## What the task asks
According to the text on Python type annotations below, why does using a class from an unchangeable third-party library as a particular Protocol require wrappers, and why are those wrappers a nuisance? Answer in one to three sentences.

## Text
People are not using it

In general, the overwhelming majority of the python libraries I use simply don’t have type annotations or stub files and don’t plan to add them in the near future. Writing stub files on your own is a pain. This by itself prevents the adoption of type annotations without a lot of effort in providing stub files yourself.

The ad hoc polymorphism mechanism chosen is annoying

The only way to do ad hoc polymorphism is with structural subtyping (using Protocol). This isn’t so bad, since the language embraces duck typing so thoroughly. But it’s somewhat annoying for two reasons:

  1. First, admitedly a lesser problem, there’s no clear indication in the code that a given class implements a particular Protocol. There’s no explicit inheritance, nor explicit instancing of the Protocol. If you don’t know the protocol exists, when you see the code of a class, you have no clue that there is a more general pattern that this class implements.

  2. Second, there’s no “post facto” instancing of Protocol like it’s possible to do with Haskell’s or Scala’s typeclasses, or Go’s interfaces. You have one chance to instanciate a class as a particular Protocol: when you write that classes code. If the class belongs to a third party library you can’t change, you have to write wrappers (which are terribly annoying, because the language offers no syntax sugar for them).

No support for lightweight parametrically polymorphic product types

Python’s type annotations don’t allow you to write generic named tuples. This prevents one to write very lightweight types like:

class Foo(NamedTuple, Generic[A]):
    a_value: A
    a_list: List[A]

If you want a parametrically polymorphic type, it must be a fully fledged class by itself.

## Extracted data
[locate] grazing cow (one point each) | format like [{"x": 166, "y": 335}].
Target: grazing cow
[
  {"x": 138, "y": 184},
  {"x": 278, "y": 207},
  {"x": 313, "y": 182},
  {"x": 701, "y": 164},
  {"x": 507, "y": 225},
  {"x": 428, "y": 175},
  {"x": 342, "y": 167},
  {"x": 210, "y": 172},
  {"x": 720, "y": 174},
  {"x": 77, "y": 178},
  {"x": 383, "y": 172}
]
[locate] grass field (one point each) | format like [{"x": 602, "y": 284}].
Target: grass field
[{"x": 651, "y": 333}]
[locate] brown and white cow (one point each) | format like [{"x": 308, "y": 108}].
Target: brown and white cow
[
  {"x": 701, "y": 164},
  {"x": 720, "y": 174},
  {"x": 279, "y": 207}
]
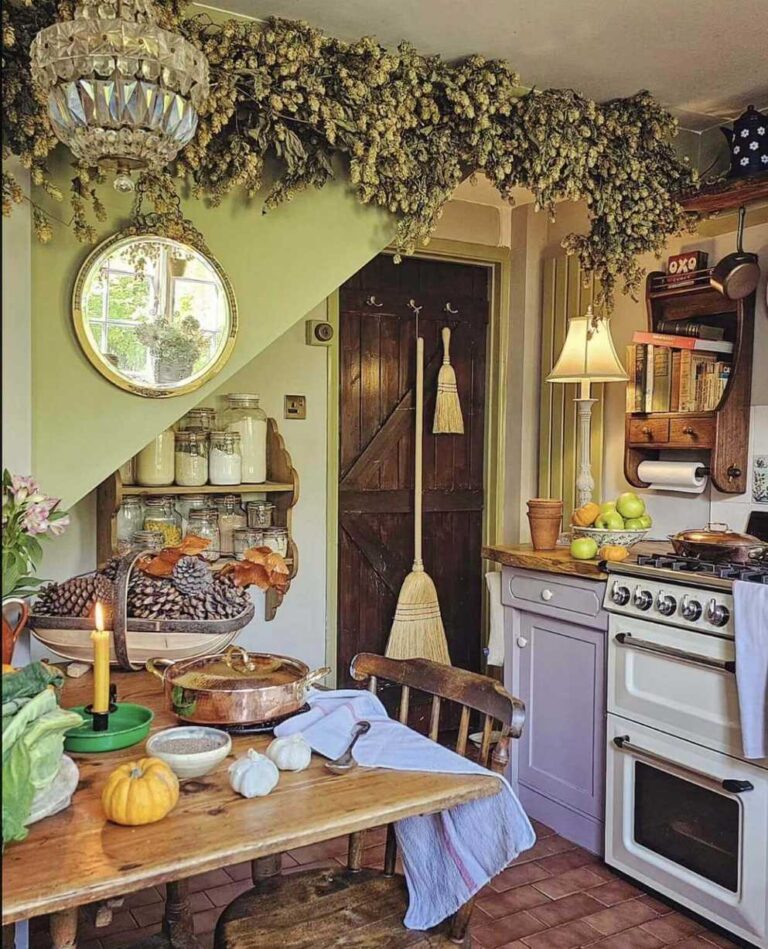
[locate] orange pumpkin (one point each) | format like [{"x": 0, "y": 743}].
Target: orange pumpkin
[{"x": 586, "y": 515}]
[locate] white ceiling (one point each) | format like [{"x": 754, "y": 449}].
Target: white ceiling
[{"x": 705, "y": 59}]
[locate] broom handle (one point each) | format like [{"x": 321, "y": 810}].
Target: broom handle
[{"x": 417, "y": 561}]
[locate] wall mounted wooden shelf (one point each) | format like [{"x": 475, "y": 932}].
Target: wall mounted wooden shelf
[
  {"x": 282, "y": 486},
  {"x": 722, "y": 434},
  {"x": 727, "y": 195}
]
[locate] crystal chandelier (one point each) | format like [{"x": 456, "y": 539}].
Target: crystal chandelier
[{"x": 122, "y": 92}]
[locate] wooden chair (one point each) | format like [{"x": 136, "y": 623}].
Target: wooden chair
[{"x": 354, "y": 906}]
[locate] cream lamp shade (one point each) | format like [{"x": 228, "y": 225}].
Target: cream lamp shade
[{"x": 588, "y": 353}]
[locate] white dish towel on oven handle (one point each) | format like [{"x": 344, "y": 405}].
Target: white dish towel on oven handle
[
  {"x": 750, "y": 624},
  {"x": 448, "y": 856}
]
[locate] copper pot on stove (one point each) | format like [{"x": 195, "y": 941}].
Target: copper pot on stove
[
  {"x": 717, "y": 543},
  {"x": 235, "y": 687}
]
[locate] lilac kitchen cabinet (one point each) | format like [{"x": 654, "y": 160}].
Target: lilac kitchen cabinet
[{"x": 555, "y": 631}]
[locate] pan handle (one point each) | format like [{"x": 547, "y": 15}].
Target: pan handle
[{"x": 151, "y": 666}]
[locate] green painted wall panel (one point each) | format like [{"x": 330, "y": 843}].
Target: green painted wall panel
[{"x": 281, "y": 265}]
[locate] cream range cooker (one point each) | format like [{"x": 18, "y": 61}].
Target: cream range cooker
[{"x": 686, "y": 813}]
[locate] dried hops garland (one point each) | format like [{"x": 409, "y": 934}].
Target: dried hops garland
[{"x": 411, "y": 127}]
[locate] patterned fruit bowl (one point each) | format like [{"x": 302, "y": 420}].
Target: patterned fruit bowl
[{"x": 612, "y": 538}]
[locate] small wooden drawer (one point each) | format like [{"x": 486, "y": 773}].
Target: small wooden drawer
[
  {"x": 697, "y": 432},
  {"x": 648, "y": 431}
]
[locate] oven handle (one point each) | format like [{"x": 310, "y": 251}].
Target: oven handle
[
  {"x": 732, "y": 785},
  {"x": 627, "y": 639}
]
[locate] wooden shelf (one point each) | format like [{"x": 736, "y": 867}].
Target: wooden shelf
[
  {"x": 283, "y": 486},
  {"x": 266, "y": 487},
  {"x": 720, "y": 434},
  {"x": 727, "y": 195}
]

## Written answer
A class can be made an instance of a Protocol only when its own code is written, and Python has no "post facto" instancing like Haskell's or Scala's typeclasses or Go's interfaces, so a third-party class you can't change must be wrapped. Those wrappers are terribly annoying because the language offers no syntax sugar for them.